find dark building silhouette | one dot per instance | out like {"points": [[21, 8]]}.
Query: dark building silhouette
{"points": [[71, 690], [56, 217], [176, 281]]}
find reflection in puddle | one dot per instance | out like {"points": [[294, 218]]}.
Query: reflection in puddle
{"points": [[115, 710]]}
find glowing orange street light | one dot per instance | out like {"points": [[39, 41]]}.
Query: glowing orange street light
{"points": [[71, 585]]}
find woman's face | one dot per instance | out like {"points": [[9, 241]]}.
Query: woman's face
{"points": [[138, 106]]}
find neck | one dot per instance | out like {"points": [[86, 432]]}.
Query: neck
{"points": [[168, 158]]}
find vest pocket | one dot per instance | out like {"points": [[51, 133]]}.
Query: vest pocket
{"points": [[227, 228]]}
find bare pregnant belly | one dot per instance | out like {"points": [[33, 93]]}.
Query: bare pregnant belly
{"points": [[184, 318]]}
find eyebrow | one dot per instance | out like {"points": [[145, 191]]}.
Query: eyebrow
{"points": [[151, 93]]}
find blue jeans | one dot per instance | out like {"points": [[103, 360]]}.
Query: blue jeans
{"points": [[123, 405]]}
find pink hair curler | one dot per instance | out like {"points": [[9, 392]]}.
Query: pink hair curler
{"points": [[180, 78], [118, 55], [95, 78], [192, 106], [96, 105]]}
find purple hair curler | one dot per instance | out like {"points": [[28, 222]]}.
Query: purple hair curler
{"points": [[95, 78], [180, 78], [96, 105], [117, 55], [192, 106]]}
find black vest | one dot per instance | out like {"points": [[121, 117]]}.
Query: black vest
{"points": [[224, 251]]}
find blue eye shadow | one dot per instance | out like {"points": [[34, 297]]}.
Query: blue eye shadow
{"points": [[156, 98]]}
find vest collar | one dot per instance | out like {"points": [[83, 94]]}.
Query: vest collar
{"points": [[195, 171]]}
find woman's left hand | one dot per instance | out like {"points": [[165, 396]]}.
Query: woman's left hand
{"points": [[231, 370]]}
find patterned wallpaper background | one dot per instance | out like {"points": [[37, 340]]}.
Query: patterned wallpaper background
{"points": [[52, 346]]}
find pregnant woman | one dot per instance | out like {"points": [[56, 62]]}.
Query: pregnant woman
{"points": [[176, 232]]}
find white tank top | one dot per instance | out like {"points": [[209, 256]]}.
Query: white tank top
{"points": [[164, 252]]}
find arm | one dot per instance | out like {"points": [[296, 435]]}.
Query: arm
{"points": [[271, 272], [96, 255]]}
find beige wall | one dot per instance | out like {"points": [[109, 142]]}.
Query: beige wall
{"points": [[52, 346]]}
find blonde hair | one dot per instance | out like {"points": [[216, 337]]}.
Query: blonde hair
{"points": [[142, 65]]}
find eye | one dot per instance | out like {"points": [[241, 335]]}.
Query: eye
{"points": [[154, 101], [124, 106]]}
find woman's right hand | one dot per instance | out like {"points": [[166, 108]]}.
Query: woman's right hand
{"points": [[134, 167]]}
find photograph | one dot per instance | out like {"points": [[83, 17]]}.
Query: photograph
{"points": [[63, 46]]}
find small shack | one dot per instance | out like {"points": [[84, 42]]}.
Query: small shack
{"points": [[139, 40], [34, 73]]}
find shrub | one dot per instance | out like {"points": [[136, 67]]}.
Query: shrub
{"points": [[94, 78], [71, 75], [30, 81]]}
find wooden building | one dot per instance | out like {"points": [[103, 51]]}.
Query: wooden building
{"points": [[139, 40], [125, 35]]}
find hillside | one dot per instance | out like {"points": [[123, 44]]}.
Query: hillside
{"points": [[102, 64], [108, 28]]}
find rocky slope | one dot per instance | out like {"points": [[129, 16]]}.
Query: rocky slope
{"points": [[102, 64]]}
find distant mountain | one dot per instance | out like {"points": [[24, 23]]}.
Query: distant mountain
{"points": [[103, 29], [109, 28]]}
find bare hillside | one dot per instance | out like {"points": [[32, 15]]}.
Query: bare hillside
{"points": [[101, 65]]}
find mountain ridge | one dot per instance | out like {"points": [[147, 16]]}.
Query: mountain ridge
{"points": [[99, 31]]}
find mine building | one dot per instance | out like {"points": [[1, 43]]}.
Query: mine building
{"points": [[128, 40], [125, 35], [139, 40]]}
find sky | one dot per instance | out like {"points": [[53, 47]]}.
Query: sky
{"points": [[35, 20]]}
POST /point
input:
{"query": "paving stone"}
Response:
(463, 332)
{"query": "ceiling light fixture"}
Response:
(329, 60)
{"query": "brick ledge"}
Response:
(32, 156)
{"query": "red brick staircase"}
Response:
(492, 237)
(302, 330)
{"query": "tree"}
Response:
──────────
**TASK REQUIREMENTS:** Read the entries above, then pull out the lines that include "brick".

**YOUR SOLUTION:**
{"query": "brick ledge"}
{"query": "red brick staircase"}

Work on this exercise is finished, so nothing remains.